### Work instructions
Exactly retype the opening line of the entries and every line after it, ending with the line that contains "target: **metal pole**". Skip all pictures.

[Recorded data]
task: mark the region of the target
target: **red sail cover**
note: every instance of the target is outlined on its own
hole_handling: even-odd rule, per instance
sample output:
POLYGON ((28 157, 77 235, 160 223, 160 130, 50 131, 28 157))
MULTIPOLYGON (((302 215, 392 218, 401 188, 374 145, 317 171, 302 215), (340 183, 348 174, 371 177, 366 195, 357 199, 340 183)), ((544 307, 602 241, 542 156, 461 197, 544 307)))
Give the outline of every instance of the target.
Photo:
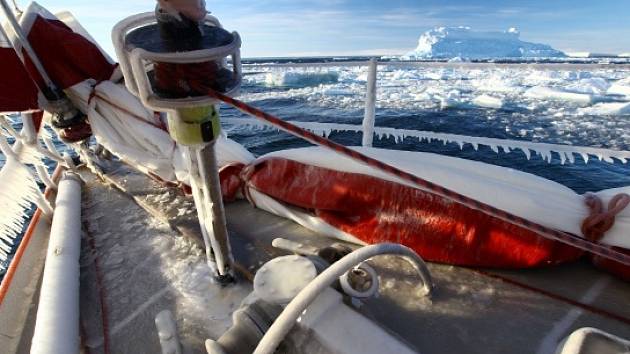
MULTIPOLYGON (((222 174, 224 193, 233 193, 222 174)), ((573 261, 583 252, 482 212, 399 183, 282 158, 245 168, 249 188, 312 211, 366 243, 397 242, 429 261, 528 268, 573 261)))
MULTIPOLYGON (((115 65, 100 49, 50 14, 31 4, 20 19, 28 40, 52 81, 66 89, 87 79, 107 80, 115 65)), ((0 112, 36 109, 37 90, 32 77, 41 77, 27 57, 27 70, 6 39, 0 38, 0 112)), ((23 53, 25 53, 23 51, 23 53)))
POLYGON ((37 88, 5 38, 0 35, 0 112, 37 108, 37 88))

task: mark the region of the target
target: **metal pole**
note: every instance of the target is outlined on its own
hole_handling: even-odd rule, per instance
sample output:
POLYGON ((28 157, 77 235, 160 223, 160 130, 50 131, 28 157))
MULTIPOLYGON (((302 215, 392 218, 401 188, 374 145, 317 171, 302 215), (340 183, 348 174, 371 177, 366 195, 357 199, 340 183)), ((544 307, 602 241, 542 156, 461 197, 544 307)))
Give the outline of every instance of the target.
MULTIPOLYGON (((229 282, 232 280, 231 272, 233 260, 214 144, 215 142, 212 142, 197 150, 197 162, 199 163, 199 172, 203 180, 204 196, 206 197, 207 203, 211 205, 213 232, 210 237, 210 243, 214 251, 219 280, 229 282)), ((207 222, 209 222, 209 220, 206 215, 206 223, 207 222)))
POLYGON ((367 94, 365 97, 365 115, 363 117, 363 146, 372 146, 374 141, 374 124, 376 120, 376 70, 378 62, 370 60, 367 78, 367 94))
POLYGON ((203 237, 203 243, 206 247, 206 263, 214 274, 218 274, 217 263, 212 251, 211 236, 212 230, 209 230, 211 224, 206 223, 208 219, 208 211, 203 194, 203 179, 199 173, 199 163, 197 162, 197 152, 193 148, 187 149, 188 159, 190 162, 189 174, 190 174, 190 188, 192 189, 193 200, 195 201, 195 208, 197 209, 197 219, 199 220, 199 227, 201 228, 201 236, 203 237))

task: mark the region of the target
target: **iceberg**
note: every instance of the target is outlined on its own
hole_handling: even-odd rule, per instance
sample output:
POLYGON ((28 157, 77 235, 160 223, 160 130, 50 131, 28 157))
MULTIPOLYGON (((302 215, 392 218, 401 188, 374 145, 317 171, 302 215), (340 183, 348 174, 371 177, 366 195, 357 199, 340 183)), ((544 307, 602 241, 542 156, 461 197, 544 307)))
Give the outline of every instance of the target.
POLYGON ((478 32, 470 27, 436 27, 425 32, 418 47, 402 59, 564 58, 566 54, 546 44, 524 42, 520 32, 478 32))

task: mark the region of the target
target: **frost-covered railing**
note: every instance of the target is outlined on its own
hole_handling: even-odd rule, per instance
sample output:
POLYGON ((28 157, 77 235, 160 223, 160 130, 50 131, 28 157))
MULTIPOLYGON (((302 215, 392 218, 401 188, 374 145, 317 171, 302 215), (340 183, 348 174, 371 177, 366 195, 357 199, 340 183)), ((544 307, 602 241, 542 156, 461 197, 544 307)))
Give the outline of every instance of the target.
MULTIPOLYGON (((332 61, 326 63, 260 63, 243 64, 246 69, 268 68, 350 68, 368 66, 365 61, 332 61)), ((535 68, 536 70, 583 70, 583 69, 630 69, 630 64, 601 64, 601 63, 491 63, 491 62, 436 62, 436 61, 379 61, 378 66, 389 67, 425 67, 425 68, 463 68, 463 69, 487 69, 487 68, 535 68)))
POLYGON ((22 233, 27 211, 35 204, 45 216, 53 208, 44 197, 38 181, 56 189, 44 164, 45 159, 67 164, 55 149, 48 132, 35 129, 31 114, 22 114, 22 131, 17 132, 9 119, 0 115, 0 150, 5 163, 0 169, 0 267, 12 252, 15 239, 22 233), (7 139, 11 139, 13 144, 7 139), (44 146, 42 146, 42 144, 44 146))
MULTIPOLYGON (((226 118, 223 119, 223 122, 227 124, 249 126, 254 129, 275 129, 259 120, 249 118, 226 118)), ((315 134, 319 134, 324 137, 327 137, 332 132, 364 132, 364 127, 361 125, 298 121, 290 122, 299 126, 300 128, 309 130, 315 134)), ((484 138, 388 127, 374 127, 373 133, 379 139, 394 138, 398 143, 402 142, 405 138, 415 138, 418 139, 420 142, 439 141, 444 144, 453 143, 459 145, 462 149, 466 145, 472 146, 475 150, 479 149, 479 146, 486 146, 496 153, 501 152, 501 150, 503 150, 504 152, 520 150, 523 152, 523 154, 525 154, 527 159, 530 159, 532 157, 533 152, 534 154, 541 156, 542 159, 547 162, 551 162, 554 154, 556 154, 562 164, 566 162, 575 162, 576 156, 581 156, 584 162, 588 162, 591 157, 609 163, 613 163, 615 160, 626 163, 628 160, 630 160, 630 151, 617 151, 593 147, 534 143, 521 140, 484 138)))
MULTIPOLYGON (((313 133, 322 136, 328 136, 331 132, 355 132, 363 134, 363 146, 372 146, 374 136, 378 138, 394 138, 397 143, 402 142, 405 138, 415 138, 420 142, 439 141, 444 144, 454 143, 463 149, 466 145, 471 145, 475 150, 479 146, 486 146, 494 152, 499 153, 520 150, 527 159, 530 159, 532 152, 542 157, 544 161, 551 162, 554 154, 562 164, 566 162, 574 163, 575 158, 580 156, 585 163, 594 157, 600 161, 613 163, 618 160, 626 163, 630 160, 630 151, 617 151, 610 149, 581 147, 571 145, 559 145, 548 143, 535 143, 522 140, 496 139, 485 137, 474 137, 456 134, 436 133, 431 131, 418 131, 409 129, 397 129, 388 127, 378 127, 376 123, 376 102, 377 102, 377 70, 378 66, 400 66, 400 67, 450 67, 450 68, 487 68, 487 67, 514 67, 522 65, 526 67, 535 67, 542 70, 571 70, 579 68, 608 68, 630 69, 630 65, 624 64, 495 64, 495 63, 467 63, 467 62, 377 62, 371 60, 369 62, 329 62, 329 63, 285 63, 285 64, 249 64, 244 65, 248 69, 256 68, 323 68, 323 67, 368 67, 367 88, 365 99, 365 115, 362 125, 338 124, 338 123, 319 123, 319 122, 298 122, 291 123, 307 129, 313 133)), ((227 118, 223 119, 224 123, 234 125, 250 126, 255 129, 269 129, 270 126, 265 123, 247 118, 227 118)), ((273 129, 273 128, 271 128, 273 129)))

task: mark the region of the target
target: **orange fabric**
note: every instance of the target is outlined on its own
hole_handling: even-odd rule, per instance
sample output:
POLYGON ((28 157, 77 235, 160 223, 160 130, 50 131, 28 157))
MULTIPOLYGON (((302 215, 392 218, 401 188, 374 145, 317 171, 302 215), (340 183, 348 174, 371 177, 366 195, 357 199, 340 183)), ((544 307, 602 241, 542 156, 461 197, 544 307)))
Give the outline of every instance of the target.
POLYGON ((371 176, 272 158, 247 167, 243 177, 249 187, 310 210, 367 243, 401 243, 429 261, 526 268, 583 254, 480 211, 371 176))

### Completed exercise
task: mark the region of the target
target: **red sail cover**
note: every instance of the target is outlined on its own
hole_handling: even-odd rule, per instance
sample output:
POLYGON ((28 157, 77 235, 160 223, 160 130, 50 131, 28 157))
MULTIPOLYGON (((302 215, 392 218, 401 188, 374 145, 317 171, 302 215), (340 183, 348 174, 371 177, 366 195, 357 199, 340 183)), ((544 307, 602 241, 542 156, 461 197, 544 307)))
Give the outline of every instance of the target.
Photo:
MULTIPOLYGON (((222 174, 224 193, 233 193, 222 174)), ((573 261, 583 252, 482 212, 399 183, 282 158, 245 168, 249 188, 312 211, 366 243, 397 242, 429 261, 528 268, 573 261)))
MULTIPOLYGON (((115 65, 100 49, 50 14, 31 4, 20 19, 28 40, 52 81, 66 89, 87 79, 107 80, 115 65)), ((0 112, 36 109, 37 90, 32 77, 41 77, 27 57, 27 70, 6 39, 0 38, 0 112)), ((23 53, 25 53, 23 51, 23 53)))
POLYGON ((37 88, 5 38, 0 35, 0 112, 37 108, 37 88))

task: mark the region of the target
target: **metal pole**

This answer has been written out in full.